[Point localization data]
*** Begin section ***
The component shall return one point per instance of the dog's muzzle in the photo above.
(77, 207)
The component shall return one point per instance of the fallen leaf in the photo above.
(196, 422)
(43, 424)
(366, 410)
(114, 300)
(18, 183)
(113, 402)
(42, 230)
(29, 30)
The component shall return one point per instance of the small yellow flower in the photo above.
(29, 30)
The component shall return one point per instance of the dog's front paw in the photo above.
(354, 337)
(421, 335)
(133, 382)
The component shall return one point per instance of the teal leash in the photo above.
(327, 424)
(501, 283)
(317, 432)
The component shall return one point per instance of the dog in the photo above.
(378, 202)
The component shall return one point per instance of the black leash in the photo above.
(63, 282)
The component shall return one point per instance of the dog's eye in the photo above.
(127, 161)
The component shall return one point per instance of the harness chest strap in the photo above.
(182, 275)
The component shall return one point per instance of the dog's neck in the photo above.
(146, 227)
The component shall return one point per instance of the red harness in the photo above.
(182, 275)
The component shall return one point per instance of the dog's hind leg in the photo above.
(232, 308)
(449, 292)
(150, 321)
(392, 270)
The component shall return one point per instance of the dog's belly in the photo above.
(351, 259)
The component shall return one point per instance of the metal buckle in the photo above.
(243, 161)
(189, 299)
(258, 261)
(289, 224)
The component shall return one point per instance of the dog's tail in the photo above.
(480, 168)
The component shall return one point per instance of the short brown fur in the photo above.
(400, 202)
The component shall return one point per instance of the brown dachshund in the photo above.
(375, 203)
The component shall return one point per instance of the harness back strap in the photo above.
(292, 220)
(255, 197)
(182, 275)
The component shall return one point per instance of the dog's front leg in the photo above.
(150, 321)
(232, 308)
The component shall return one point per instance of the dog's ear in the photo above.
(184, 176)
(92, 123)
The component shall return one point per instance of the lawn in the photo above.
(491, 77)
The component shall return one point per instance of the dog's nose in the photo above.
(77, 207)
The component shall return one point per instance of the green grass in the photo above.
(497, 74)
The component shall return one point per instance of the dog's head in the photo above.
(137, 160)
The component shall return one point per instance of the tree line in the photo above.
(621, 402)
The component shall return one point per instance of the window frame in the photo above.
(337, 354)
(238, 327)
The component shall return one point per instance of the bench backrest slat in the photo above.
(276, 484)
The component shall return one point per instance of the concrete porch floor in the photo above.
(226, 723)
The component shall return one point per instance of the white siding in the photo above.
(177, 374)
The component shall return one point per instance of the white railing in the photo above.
*** End section ***
[THE PROBLEM]
Repeat the full set of records above character for character.

[SOLUTION TO THE PROBLEM]
The component shall return one point per instance of the dog's muzzle in the photo above.
(77, 207)
The component shall return one point per instance of the fallen leaf in the photo above.
(196, 422)
(43, 424)
(366, 410)
(114, 300)
(18, 183)
(113, 402)
(42, 230)
(29, 30)
The component shall return one point per instance of the small yellow flower in the photo above.
(29, 30)
The component shall return one point per instance of the dog's front paw in the photo above.
(354, 337)
(421, 335)
(133, 382)
The component shall return one point per instance of the teal leash in the photo above.
(327, 424)
(501, 283)
(317, 432)
The component shall return one point per instance of the dog in the photo above.
(378, 202)
The component shall return one point per instance of the black leash in the photo above.
(63, 282)
The component shall return one point per instance of the dog's eye in the photo above.
(127, 161)
The component shall return one point per instance of the harness chest strap in the photo above.
(182, 275)
The component shall return one point per instance of the dog's neck in the photo above.
(146, 227)
The component shall return one point per instance of the red harness in the photo above.
(182, 275)
The component shall return one point per instance of the dog's hind leg in the photo above.
(232, 308)
(449, 292)
(150, 321)
(392, 270)
The component shall return one point per instance of the dog's belly in the photo above.
(351, 259)
The component shall return one point per instance of the metal buckle in the photo above.
(243, 161)
(189, 299)
(258, 261)
(289, 224)
The component shall return one point per instance of the dog's tail in the photo above.
(480, 168)
The component shall return one point per instance of the short brown fur in the photo above.
(400, 202)
The component shall return one point per instance of the brown dachshund in the photo above.
(375, 203)
The component shall return one point per instance of the harness back strap in the photo above.
(292, 220)
(255, 197)
(182, 275)
The component shall return one point per instance of the dog's front leg in the photo above.
(150, 321)
(232, 308)
The component shall return one point per instance of the dog's ear in the photo above.
(184, 176)
(92, 123)
The component shall return one point per instance of the lawn in the photo above.
(491, 77)
The component shall return one point per instance of the dog's nose in the photo above.
(77, 207)
The component shall return one point per instance of the green grass in the photo above.
(497, 74)
The component shall return one point per instance of the dog's head in the photo above.
(137, 160)
The component shall return one point per instance of the tree line in the photo above.
(621, 402)
The component shall return one point per instance of the window frame in the photo above.
(337, 354)
(238, 327)
The component shall return one point per instance of the bench backrest slat in the photo above.
(276, 484)
The component shall return one point per instance of the concrete porch floor in the photo above.
(226, 723)
The component shall return one point per instance of the white siding in the photo above.
(177, 374)
The component shall return one point per instance of the white railing in the photo above.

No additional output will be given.